==== Page text

Cemtrex,Inc.

EX-10.1 3 v160150_ex10-1.htm Unassociated Document
Cemtrex, Inc.
 
 
 
September 8, 2009
 
Mr. Arun Govil
19 Engineers Lane
Farmingdale, New York 11735
 
 
Re:
Cemtrex Inc. Promissory Note

Dear Mr. Govil:

As we discussed, Cemtrex, Inc. (the "Company") wishes to settle the Company's convertible promissory note held by you, dated April 30, 2007 (the "Note").  The current principal balance of the Note is $1,300,000 (collectively, the "Outstanding Amount"). Pursuant to the terms of the Note, the Outstanding Amount is convertible into 30,000,000 shares of the Company’s common stock. Please allow this letter to serve as our agreement in settlement of the Outstanding Amount on the following terms and conditions:
 
1. The Company shall issue you 2,500,000 shares of common stock (the “Common Stock") of the Company, par value $0.001.

========
==== Provided entries

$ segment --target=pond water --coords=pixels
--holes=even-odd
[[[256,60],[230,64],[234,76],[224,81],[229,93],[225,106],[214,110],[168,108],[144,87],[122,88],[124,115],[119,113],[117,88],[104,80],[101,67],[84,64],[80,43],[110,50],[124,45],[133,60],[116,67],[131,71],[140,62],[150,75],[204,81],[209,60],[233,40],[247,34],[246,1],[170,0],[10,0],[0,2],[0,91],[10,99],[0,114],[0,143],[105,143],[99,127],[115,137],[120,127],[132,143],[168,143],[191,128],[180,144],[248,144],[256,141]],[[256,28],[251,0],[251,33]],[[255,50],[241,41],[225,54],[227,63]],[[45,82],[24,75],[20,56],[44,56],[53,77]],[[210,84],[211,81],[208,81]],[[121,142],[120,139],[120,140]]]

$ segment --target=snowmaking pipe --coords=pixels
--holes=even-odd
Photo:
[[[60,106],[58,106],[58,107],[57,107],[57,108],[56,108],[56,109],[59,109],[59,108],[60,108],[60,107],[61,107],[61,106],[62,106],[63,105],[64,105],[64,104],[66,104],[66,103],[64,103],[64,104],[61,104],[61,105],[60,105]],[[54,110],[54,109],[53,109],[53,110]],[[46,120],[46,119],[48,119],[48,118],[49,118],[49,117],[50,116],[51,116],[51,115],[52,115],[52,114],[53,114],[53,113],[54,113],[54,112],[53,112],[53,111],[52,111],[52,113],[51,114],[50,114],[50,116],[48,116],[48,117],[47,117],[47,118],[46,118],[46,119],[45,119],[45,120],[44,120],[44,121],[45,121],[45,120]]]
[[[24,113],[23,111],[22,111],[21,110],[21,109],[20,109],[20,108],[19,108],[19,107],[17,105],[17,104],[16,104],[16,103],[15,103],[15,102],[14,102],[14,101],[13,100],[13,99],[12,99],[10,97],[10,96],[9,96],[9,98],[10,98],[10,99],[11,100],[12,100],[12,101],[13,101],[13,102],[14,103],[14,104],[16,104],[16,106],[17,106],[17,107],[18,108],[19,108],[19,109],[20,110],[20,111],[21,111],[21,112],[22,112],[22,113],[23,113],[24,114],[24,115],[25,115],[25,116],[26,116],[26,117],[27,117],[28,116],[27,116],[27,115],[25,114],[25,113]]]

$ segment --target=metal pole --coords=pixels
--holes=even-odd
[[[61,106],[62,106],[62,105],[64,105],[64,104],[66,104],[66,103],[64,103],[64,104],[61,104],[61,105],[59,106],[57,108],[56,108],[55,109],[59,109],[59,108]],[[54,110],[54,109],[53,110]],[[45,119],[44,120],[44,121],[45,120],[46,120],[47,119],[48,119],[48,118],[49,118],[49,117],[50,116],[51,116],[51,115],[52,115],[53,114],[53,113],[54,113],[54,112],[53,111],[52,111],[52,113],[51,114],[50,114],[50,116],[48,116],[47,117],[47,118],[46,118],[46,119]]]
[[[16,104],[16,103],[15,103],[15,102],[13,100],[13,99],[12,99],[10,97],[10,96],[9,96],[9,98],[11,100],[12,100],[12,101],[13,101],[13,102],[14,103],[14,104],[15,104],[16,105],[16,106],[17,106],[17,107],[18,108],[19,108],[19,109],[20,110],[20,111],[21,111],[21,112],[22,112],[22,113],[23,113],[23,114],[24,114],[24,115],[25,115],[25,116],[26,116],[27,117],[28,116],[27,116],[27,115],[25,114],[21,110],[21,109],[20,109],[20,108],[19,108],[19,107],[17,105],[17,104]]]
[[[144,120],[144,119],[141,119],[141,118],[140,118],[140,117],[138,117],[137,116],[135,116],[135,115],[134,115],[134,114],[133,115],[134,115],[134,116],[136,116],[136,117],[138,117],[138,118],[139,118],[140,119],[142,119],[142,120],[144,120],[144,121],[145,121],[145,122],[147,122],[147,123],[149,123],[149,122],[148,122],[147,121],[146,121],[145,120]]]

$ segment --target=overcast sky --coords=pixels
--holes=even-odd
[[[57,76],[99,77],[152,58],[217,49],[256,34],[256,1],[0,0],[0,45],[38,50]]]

========

- [Set tasks]
1. Please turn the lines of the records into a numbered list, starting at the line that contains "--target=overcast sky --coords=pixels" and stopping after the last line of the records. Leave out any blank lines.
2. Carry on the Cemtrex promissory note settlement letter from the point where it ends.
The records have nothing to do with the settlement letter.

- [Solved problems]
1.
1. $ segment --target=overcast sky --coords=pixels
2. --holes=even-odd
3. [[[57,76],[99,77],[152,58],[217,49],[256,34],[256,1],[0,0],[0,45],[38,50]]]

2.
2. The Company shall issue you 1,000,000 shares of Series A Preferred Stock (the "Preferred Stock") of the Company, par value $0.001 per share.  The Preferred Stock shall have the rights and preferences as set forth on Exhibit A attached hereto.
 
3. In consideration of the issuance of the Common Stock and Preferred Stock described in Paragraph 1 and 2 hereof, you agree to forfeit 27,500,000 shares of common stock issuable as per the original terms of the Note.
 
4. We acknowledge and agree that the Note is hereby cancelled and of no force and effect.
 
5. You warrant and represent that that you have not granted, assigned, mortgaged, pledged or hypothecated any right, title or interest in the Note. You further represents that you have received independent legal and tax advice in connection with this letter agreement and fully understand the legal and tax ramifications of this agreement and the transactions set forth herein.  The parties acknowledge that this agreement is fair and equitable, and it is not the result of any fraud, duress or undue influence exercised by either of the parties.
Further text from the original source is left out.